▸ **STATED GOAL**
Please convert the items below into a numbered list with one line per number, skipping any blank lines and omitting the pictures.

▸ **RECORDS PROVIDED**

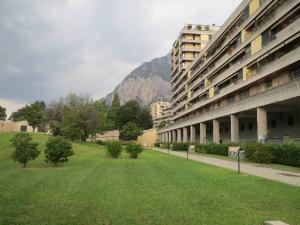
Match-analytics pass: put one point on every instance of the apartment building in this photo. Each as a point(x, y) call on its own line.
point(157, 109)
point(245, 83)
point(161, 113)
point(191, 40)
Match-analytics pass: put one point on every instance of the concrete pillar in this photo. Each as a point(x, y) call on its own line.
point(234, 129)
point(202, 133)
point(193, 134)
point(216, 131)
point(173, 136)
point(262, 125)
point(179, 135)
point(185, 134)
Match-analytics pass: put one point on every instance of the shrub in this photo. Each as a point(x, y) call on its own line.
point(165, 145)
point(134, 149)
point(288, 154)
point(180, 146)
point(25, 149)
point(157, 144)
point(130, 131)
point(58, 149)
point(114, 149)
point(99, 142)
point(212, 148)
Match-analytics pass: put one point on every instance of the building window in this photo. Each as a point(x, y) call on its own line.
point(273, 124)
point(242, 127)
point(250, 126)
point(291, 121)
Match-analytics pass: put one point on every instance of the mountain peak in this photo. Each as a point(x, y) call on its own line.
point(146, 84)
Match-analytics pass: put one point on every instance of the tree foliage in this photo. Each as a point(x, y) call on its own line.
point(74, 117)
point(34, 114)
point(134, 149)
point(58, 149)
point(2, 113)
point(114, 149)
point(114, 112)
point(25, 148)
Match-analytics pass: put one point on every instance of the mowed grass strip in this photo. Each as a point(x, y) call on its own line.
point(154, 189)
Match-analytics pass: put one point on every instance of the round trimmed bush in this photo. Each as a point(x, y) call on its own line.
point(134, 149)
point(25, 148)
point(114, 149)
point(58, 149)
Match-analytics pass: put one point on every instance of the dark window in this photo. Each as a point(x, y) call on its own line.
point(266, 37)
point(291, 121)
point(242, 127)
point(273, 124)
point(250, 126)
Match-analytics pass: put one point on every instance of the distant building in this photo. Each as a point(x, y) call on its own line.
point(244, 85)
point(191, 40)
point(112, 135)
point(11, 126)
point(161, 114)
point(148, 138)
point(158, 109)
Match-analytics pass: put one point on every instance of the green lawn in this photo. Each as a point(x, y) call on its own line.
point(271, 165)
point(155, 189)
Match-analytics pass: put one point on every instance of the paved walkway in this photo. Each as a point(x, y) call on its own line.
point(284, 176)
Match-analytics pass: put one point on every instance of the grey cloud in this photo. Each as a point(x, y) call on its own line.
point(51, 47)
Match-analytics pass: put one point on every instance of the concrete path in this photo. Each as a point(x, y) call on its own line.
point(284, 176)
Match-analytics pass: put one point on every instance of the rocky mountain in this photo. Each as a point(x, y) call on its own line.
point(146, 84)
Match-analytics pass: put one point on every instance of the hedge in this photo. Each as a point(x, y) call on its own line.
point(212, 148)
point(180, 146)
point(287, 154)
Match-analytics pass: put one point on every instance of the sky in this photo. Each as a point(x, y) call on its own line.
point(49, 48)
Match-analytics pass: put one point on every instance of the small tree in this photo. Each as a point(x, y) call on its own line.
point(134, 149)
point(114, 149)
point(58, 149)
point(130, 131)
point(25, 149)
point(2, 113)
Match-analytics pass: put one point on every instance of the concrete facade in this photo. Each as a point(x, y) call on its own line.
point(245, 83)
point(148, 138)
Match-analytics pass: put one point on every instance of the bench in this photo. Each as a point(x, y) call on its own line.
point(233, 151)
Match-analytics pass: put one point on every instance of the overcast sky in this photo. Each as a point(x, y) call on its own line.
point(49, 48)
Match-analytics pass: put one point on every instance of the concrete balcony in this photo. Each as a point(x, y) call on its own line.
point(284, 92)
point(283, 11)
point(282, 36)
point(190, 49)
point(284, 61)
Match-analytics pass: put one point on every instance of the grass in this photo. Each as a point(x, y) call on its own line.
point(274, 166)
point(155, 189)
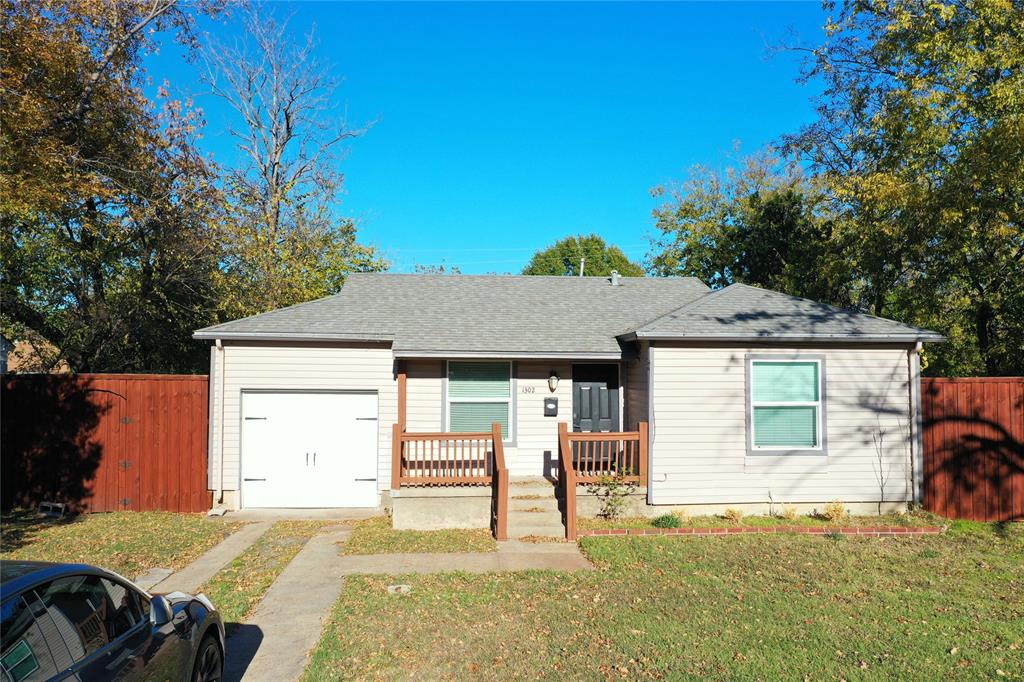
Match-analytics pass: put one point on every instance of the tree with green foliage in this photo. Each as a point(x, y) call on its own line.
point(914, 197)
point(920, 140)
point(762, 223)
point(107, 207)
point(562, 258)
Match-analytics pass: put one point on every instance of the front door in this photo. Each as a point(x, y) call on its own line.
point(595, 397)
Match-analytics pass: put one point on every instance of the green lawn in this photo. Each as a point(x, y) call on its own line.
point(758, 607)
point(914, 519)
point(128, 543)
point(375, 536)
point(238, 588)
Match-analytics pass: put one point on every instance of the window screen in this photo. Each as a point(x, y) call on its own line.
point(478, 395)
point(785, 402)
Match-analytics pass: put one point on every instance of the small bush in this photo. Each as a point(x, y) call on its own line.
point(612, 492)
point(667, 521)
point(733, 514)
point(835, 511)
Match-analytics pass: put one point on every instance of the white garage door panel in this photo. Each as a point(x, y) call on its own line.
point(309, 450)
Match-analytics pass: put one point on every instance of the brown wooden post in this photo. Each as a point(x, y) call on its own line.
point(402, 393)
point(642, 428)
point(567, 479)
point(395, 455)
point(501, 484)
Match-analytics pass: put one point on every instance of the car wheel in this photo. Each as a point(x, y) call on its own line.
point(209, 663)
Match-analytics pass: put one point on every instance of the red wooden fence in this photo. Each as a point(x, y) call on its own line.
point(974, 448)
point(105, 442)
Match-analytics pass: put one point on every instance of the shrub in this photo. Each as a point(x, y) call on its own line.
point(667, 521)
point(835, 511)
point(612, 493)
point(733, 514)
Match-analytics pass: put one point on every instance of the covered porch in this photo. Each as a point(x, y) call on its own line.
point(463, 478)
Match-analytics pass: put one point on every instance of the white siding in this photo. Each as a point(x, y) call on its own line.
point(425, 395)
point(699, 449)
point(305, 368)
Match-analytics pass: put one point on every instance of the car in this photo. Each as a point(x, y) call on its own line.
point(76, 622)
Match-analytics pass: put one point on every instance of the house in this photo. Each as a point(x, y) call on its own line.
point(427, 393)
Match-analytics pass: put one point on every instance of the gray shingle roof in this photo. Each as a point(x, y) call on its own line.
point(741, 311)
point(500, 315)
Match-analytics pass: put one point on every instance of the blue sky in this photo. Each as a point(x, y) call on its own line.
point(502, 127)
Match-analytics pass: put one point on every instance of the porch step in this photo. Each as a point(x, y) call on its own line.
point(530, 505)
point(534, 486)
point(545, 523)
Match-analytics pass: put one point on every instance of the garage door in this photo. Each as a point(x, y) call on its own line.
point(309, 450)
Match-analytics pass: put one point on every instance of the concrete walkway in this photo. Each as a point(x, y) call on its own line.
point(256, 514)
point(202, 569)
point(274, 643)
point(511, 555)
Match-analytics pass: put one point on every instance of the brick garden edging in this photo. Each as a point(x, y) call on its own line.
point(866, 530)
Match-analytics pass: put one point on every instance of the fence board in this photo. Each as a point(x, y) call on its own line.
point(974, 448)
point(105, 442)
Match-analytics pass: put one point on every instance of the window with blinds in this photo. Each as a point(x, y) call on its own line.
point(478, 395)
point(785, 405)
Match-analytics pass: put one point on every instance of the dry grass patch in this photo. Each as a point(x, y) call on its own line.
point(743, 607)
point(127, 543)
point(909, 519)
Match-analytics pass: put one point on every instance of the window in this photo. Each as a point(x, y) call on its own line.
point(479, 394)
point(25, 655)
point(89, 611)
point(785, 405)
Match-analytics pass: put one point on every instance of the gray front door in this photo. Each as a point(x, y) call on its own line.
point(595, 397)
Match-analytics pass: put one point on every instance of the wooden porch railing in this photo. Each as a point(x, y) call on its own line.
point(584, 458)
point(454, 459)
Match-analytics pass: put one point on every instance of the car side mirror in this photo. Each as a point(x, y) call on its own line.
point(160, 610)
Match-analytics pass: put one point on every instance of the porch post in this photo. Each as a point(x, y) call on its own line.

▸ **CORRECT RESPONSE**
1. Match-analytics pass: put one point on every instance of the apartment building in this photo. Each as a point(x, y) call on its own line.
2. point(157, 109)
3. point(245, 83)
4. point(161, 113)
5. point(191, 40)
6. Match-analytics pass: put one point on every instance of the concrete pillar in this photo. Each as a point(x, y) call on its own line.
7. point(234, 129)
8. point(202, 133)
9. point(193, 134)
10. point(216, 131)
11. point(173, 136)
12. point(262, 125)
13. point(179, 135)
14. point(185, 134)
15. Match-analytics pass: put one point on every instance of the shrub in this photo. Each as a point(x, y) call on its own line.
16. point(165, 145)
17. point(134, 149)
18. point(288, 154)
19. point(180, 146)
20. point(25, 149)
21. point(157, 144)
22. point(130, 131)
23. point(58, 149)
24. point(114, 149)
25. point(99, 142)
26. point(212, 148)
27. Match-analytics pass: put one point on every instance of the building window in this photo. Each as a point(x, y) call on its own line.
28. point(273, 124)
29. point(242, 127)
30. point(250, 126)
31. point(291, 121)
32. Match-analytics pass: put one point on every instance of the mountain peak in this photo. Each as a point(x, y) call on its own line.
33. point(146, 84)
34. Match-analytics pass: put one point on every instance of the tree foliage in this photo. Each as a point(x, y) call on its own line.
35. point(74, 117)
36. point(34, 114)
37. point(134, 149)
38. point(58, 149)
39. point(2, 113)
40. point(114, 149)
41. point(114, 112)
42. point(25, 148)
43. Match-analytics pass: put one point on every instance of the mowed grass strip in this photo. Each as a point(x, y) call on its own line.
44. point(154, 189)
45. Match-analytics pass: put one point on every instance of the round trimmed bush in this photo. Each as a point(x, y) call on its own line.
46. point(134, 149)
47. point(25, 148)
48. point(114, 149)
49. point(58, 149)
50. Match-analytics pass: put one point on every instance of the dark window in this photo. Each as a point(x, y) call on its own line.
51. point(266, 37)
52. point(291, 121)
53. point(242, 127)
54. point(273, 124)
55. point(250, 126)
56. Match-analytics pass: put one point on every instance of the distant building in this photo. Each as a point(x, y) call on its own line.
57. point(244, 85)
58. point(191, 40)
59. point(112, 135)
60. point(11, 126)
61. point(161, 114)
62. point(148, 138)
63. point(158, 109)
64. Match-analytics pass: put one point on every instance of the green lawn in this photo. Each as a point(x, y) call on its own line.
65. point(271, 165)
66. point(155, 189)
67. Match-analytics pass: put one point on every instance of the paved walkway in this photo. Each as a point(x, y) call on its own line.
68. point(284, 176)
69. Match-analytics pass: put one point on every instance of the grey cloud in this photo. Each as a point(x, y) call on its own line.
70. point(51, 47)
71. Match-analytics pass: put one point on every instance of the concrete path in this photo. Each as a point(x, y) call on its own line.
72. point(284, 176)
73. Match-analytics pass: put one point on every instance of the rocky mountain in this photo. Each as a point(x, y) call on its own line.
74. point(146, 84)
75. Match-analytics pass: put one point on every instance of the hedge in this photo. Each as a point(x, y) call on its own line.
76. point(212, 148)
77. point(180, 146)
78. point(287, 154)
79. Match-analytics pass: put one point on every instance of the sky in this photo. Each as a point(x, y) call on its own line.
80. point(49, 48)
81. Match-analytics pass: put one point on every instance of the small tree in this photo. Each as a point(x, y) call on its own line.
82. point(134, 149)
83. point(114, 149)
84. point(58, 149)
85. point(130, 131)
86. point(25, 149)
87. point(2, 113)
88. Match-analytics pass: put one point on every instance of the concrete facade in this photo. Each as a point(x, y) call on its own line.
89. point(245, 83)
90. point(148, 138)
91. Match-analytics pass: put one point on every instance of the bench in this photo. Each as a point(x, y) call on its own line.
92. point(233, 151)
93. Match-analytics pass: put one point on every instance of the overcast sky in this photo. Each as a point(x, y) call on its own line.
94. point(49, 48)
95. Match-analytics pass: put one point on every instance of the concrete balcony in this photo. Each as a point(x, y) call on its own line.
96. point(284, 92)
97. point(283, 11)
98. point(282, 36)
99. point(190, 49)
100. point(284, 61)
101. Match-analytics pass: put one point on every instance of the grass in this photo. Each as a point(x, y) call on its own line.
102. point(274, 166)
103. point(155, 189)
104. Match-analytics pass: put one point on every instance of the tree with green foliage in this photo. Each as a point(x, y) call on its own line.
105. point(914, 197)
106. point(920, 140)
107. point(762, 223)
108. point(107, 207)
109. point(562, 258)
110. Match-analytics pass: put one point on every instance of the front door in this photo. Each as a point(x, y) call on its own line.
111. point(595, 397)
112. Match-analytics pass: put one point on every instance of the green lawn in this photo. Each as a point(x, y) call on its own line.
113. point(758, 607)
114. point(914, 519)
115. point(128, 543)
116. point(375, 536)
117. point(238, 588)
118. Match-analytics pass: put one point on every instance of the window screen in this photo. Each as a point(x, y) call on its own line.
119. point(478, 395)
120. point(785, 402)
121. Match-analytics pass: put one point on every instance of the small bush in this photo. Each as a point(x, y) call on its own line.
122. point(612, 492)
123. point(667, 521)
124. point(733, 514)
125. point(835, 511)
126. Match-analytics pass: put one point on every instance of the white garage door panel in this photo. Each as a point(x, y) call on its own line.
127. point(309, 450)
128. Match-analytics pass: put one point on every instance of the brown wooden post in this photo. Each as a point(x, y) call on its own line.
129. point(402, 393)
130. point(642, 428)
131. point(567, 479)
132. point(395, 455)
133. point(501, 484)
134. Match-analytics pass: put one point on every instance of the car wheel in this photo. Each as a point(x, y) call on its own line.
135. point(209, 663)
136. Match-analytics pass: put one point on every instance of the red wooden fence in this photo. Each as a point(x, y) call on its own line.
137. point(974, 448)
138. point(105, 442)
139. Match-analytics pass: put one point on every instance of the shrub in this photo. Each as a point(x, y) call on its own line.
140. point(667, 521)
141. point(835, 511)
142. point(612, 493)
143. point(733, 514)
144. Match-analytics pass: put one point on every instance of the covered porch in this photo. Each as a point(x, y) call on its own line.
145. point(463, 478)
146. Match-analytics pass: put one point on every instance of the white siding in this photo. Each as a point(x, y) call on its own line.
147. point(425, 395)
148. point(699, 449)
149. point(305, 368)
150. Match-analytics pass: put one point on every instance of the car in this photo. Each as a point(x, y) call on its own line.
151. point(76, 622)
152. Match-analytics pass: put one point on every instance of the house in this photo. Each as a point(x, y) call on its own line.
153. point(427, 393)
154. Match-analytics pass: put one point on every instance of the gray shingle roof in this photo. Each as a point(x, y) call on its own line.
155. point(741, 311)
156. point(500, 315)
157. Match-analytics pass: put one point on every instance of the blue sky in this photo. Each as a point(x, y) call on its own line.
158. point(502, 127)
159. Match-analytics pass: put one point on every instance of the porch step in this photo. Each as a point(x, y) call on its own line.
160. point(530, 505)
161. point(534, 486)
162. point(545, 523)
163. Match-analytics pass: put one point on every instance of the garage door in this photo. Each as a point(x, y) call on its own line.
164. point(309, 450)
165. Match-analytics pass: put one point on every instance of the concrete walkway in this photo. Each as a point(x, y) call on its own line.
166. point(256, 514)
167. point(202, 569)
168. point(274, 643)
169. point(511, 555)
170. Match-analytics pass: put one point on every instance of the brick garden edging in this photo. Each as a point(x, y) call on its own line.
171. point(866, 530)
172. Match-analytics pass: put one point on every instance of the fence board in this photo. Each as a point(x, y) call on its own line.
173. point(974, 448)
174. point(105, 442)
175. Match-analytics pass: put one point on every instance of the window with blinds in this photo. Each as a point(x, y) call on its own line.
176. point(478, 395)
177. point(785, 405)
178. Match-analytics pass: put one point on every instance of the dry grass patch in this photo. Each as a point(x, y) call on its own line.
179. point(743, 607)
180. point(127, 543)
181. point(909, 519)
182. Match-analytics pass: put one point on every instance of the window in this photo. Each as a point(x, y) call on its own line.
183. point(479, 394)
184. point(25, 655)
185. point(89, 611)
186. point(785, 405)
187. Match-analytics pass: put one point on every instance of the gray front door in this photo. Each as a point(x, y) call on its own line.
188. point(595, 397)
189. Match-analytics pass: put one point on every instance of the wooden porch railing in this photo. Each as a point(x, y) call on its own line.
190. point(584, 458)
191. point(454, 459)
192. Match-analytics pass: put one point on every instance of the car side mirror in this photo. Each as a point(x, y) call on its own line.
193. point(160, 610)
194. Match-analytics pass: put one point on every instance of the porch post in this photo. Each as a point(x, y) call on its own line.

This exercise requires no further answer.